◆ Work required ◆
Continue the article below on the data-fraud scandal in behavioral economics, picking up after its final sentence.

◆ Extract to read ◆

There is a scandal unfolding in academia, and it is unraveling one of the most popular fields in social science.
Last year it was revealed that behavioral economist Dan Ariely, a professor at Duke’s business school and author of the best selling book Predictably Irrational, had faked the data behind some of his biggest studies. The study was about (I kid you not) reducing dishonesty.
This week, the same group that exposed Ariely is releasing evidence that one of his co-authors also produced fraudulent work. Francesca Gino, a professor at Harvard Business School and best-selling author, had contributed to the dishonesty project that Ariely had manipulated. Her role was an independent experiment that was investigating a similar mechanism to reduce dishonesty. Except, when you dig into the Excel data files, it is clear that she also manipulated the data to get the results she wanted.

◆ Supplied records ◆

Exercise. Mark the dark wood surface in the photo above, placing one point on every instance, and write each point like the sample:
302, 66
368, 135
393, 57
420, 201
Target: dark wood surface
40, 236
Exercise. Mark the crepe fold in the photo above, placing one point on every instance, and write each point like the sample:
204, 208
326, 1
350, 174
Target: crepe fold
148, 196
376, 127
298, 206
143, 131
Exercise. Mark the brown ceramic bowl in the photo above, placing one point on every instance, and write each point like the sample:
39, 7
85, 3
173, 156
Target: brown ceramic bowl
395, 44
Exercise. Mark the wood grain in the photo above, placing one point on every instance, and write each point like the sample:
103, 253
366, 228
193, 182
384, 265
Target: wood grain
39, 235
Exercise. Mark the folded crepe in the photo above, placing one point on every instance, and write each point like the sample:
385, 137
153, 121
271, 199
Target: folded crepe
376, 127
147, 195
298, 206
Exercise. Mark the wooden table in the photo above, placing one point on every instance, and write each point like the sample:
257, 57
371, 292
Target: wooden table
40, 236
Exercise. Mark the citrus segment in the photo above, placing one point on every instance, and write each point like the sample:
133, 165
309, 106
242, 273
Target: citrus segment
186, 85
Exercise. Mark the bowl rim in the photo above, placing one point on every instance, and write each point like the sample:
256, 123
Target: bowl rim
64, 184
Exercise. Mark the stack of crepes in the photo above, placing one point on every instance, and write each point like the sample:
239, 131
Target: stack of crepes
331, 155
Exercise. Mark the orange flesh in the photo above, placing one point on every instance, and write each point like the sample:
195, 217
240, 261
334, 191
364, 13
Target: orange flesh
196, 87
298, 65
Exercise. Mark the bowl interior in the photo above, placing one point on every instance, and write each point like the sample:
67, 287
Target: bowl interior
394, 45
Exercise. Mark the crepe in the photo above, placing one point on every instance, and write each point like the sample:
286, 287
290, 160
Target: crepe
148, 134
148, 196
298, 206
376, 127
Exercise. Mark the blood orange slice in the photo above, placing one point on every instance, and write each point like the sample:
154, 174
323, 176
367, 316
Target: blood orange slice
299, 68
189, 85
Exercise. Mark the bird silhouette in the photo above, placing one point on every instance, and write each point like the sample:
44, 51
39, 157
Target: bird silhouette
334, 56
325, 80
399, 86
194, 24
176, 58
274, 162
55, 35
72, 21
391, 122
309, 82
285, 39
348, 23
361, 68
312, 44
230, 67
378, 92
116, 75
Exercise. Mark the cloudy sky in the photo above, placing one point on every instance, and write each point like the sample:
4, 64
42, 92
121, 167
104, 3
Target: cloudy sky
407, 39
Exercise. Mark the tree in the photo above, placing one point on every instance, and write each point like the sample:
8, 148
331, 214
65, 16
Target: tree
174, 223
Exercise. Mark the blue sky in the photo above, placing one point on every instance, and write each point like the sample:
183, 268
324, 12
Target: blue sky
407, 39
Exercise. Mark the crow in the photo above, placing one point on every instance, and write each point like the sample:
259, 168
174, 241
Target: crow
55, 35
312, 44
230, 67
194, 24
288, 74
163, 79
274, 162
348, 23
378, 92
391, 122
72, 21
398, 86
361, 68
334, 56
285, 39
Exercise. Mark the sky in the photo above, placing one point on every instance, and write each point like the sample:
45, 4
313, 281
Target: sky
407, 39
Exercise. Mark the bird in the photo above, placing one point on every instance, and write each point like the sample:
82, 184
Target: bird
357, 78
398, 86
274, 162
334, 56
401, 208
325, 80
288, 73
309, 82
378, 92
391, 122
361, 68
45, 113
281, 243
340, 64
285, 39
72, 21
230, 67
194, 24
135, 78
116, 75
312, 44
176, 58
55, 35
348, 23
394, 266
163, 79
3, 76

◆ Reply to the exercise ◆
Not only is it ironic that the studies were on dishonesty, the careers these authors built off of this academic background is classic. Both Ariely and Gino get corporate speaking gigs to discuss their research where they can command fees for $50,000 to $100,000. And remember how I said Gino was a best-selling author? Her book is titled Rebel Talent: Why It Pays to Break the Rules at Work and Life. Experts writing about what they know, am I right?
As these scandals unfold, I often reflect on what it means for the profession. Here are some of my thoughts.
Trivial work
I am amazed at how much of this fraudulent research is just trivial nonsense. The paper where Ariely and Gino independently messed with the data was about how a reminder to be honest might reduce cheating. This feels like listening to your lucky song before taking a test. It probably doesn’t help, but it might; and it’s not hurting, so why not? If a reminder to be honest had such a big effect, we probably would have discovered that a long time ago. But hey, it’s nice that there was some “scientific” evidence that it could move the needle for some people, so it’s not like we’re hurting anyone. (well…we’ll address that again later)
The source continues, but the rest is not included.